**Task item:**
Return the listing in full. Keep each line exactly as it is.

**The data:**
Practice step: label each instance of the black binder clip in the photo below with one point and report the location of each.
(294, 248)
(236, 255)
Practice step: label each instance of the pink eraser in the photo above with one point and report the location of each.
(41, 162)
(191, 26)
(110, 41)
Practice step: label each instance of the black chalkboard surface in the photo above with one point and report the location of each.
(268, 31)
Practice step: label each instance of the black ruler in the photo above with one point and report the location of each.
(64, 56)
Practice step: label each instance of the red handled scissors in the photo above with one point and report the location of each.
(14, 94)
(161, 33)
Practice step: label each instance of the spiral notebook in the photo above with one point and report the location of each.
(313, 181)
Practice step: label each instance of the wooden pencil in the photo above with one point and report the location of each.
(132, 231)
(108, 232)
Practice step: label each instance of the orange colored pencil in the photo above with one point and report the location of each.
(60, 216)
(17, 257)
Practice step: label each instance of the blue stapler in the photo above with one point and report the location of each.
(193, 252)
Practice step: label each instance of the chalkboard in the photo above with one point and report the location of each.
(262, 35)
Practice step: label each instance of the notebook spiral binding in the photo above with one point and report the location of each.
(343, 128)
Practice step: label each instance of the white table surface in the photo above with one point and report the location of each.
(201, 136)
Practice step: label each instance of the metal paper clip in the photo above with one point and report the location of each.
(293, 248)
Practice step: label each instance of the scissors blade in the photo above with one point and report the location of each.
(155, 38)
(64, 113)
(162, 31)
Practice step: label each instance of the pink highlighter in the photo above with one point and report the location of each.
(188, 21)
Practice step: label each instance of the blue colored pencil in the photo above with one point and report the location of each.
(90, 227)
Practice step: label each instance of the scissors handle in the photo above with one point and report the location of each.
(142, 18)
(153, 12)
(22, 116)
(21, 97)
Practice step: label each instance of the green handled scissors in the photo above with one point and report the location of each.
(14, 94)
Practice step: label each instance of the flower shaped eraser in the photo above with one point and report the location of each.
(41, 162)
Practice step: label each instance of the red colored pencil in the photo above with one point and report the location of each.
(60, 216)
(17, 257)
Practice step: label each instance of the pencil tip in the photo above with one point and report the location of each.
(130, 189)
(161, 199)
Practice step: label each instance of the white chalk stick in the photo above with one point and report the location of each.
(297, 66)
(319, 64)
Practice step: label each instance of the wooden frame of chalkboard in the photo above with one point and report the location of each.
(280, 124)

**Solution:**
Practice step: label each instance of the black binder clip in the photo below with one point and report the location of each.
(294, 248)
(236, 255)
Practice step: label each instance of the pink eraser in the photo above with one point and report the location of each.
(41, 162)
(191, 26)
(110, 41)
Practice step: label each instance of the black chalkboard surface in the photo above with one point and report the location of each.
(268, 31)
Practice step: label each instance of the black ruler in the photo above with one point and report the location of each.
(64, 56)
Practice step: label each instance of the red handled scissors in the photo above with one point and report the location of each.
(14, 94)
(161, 33)
Practice step: label each instance of the spiral notebook in the photo above with one point and report the location of each.
(313, 181)
Practice step: label each instance of the wooden pencil in the photo above with one point and report the location of each.
(132, 231)
(108, 232)
Practice step: label each instance of the orange colored pencil in the photo above with one point and report the location of each.
(60, 216)
(17, 257)
Practice step: label each instance of the blue stapler in the photo above with one point and report the location of each.
(193, 252)
Practice step: label each instance of the chalkboard in the photo above with one point and report the location of each.
(262, 35)
Practice step: label each instance of the notebook spiral binding in the photo above with one point and report the location of each.
(343, 128)
Practice step: label each instance of the white table surface in the photo above with one point and report the location of each.
(201, 136)
Practice step: label each instance of the metal paper clip in the photo above with one point and report the location of each.
(293, 248)
Practice step: label each instance of the scissors blade in the photo above with one point and report the location of each.
(155, 38)
(64, 113)
(162, 31)
Practice step: label each instance of the pink highlighter in the photo above with one point and report the location of each.
(188, 21)
Practice step: label each instance of the blue colored pencil in the photo above with one point and report the location of each.
(90, 227)
Practice step: label each instance of the scissors handle in the photo above with one point and report the location of each.
(142, 18)
(153, 12)
(22, 116)
(21, 97)
Practice step: label each instance of the green handled scissors in the photo above with one point and report the location of each.
(14, 94)
Practice step: label each instance of the flower shaped eraser in the photo above with one point and report the location of each.
(41, 162)
Practice step: label each instance of the red colored pencil in the photo above with one point and report the location of each.
(60, 216)
(17, 257)
Practice step: label each instance of the pencil tip in the photo above with one point and report the location of each.
(130, 189)
(161, 199)
Practice step: label each instance of the white chalk stick in the photo above with one point and report the location of each.
(297, 66)
(319, 64)
Practice step: label each instance of the wooden frame of chalkboard in the photo above with one point and report the location of each.
(280, 124)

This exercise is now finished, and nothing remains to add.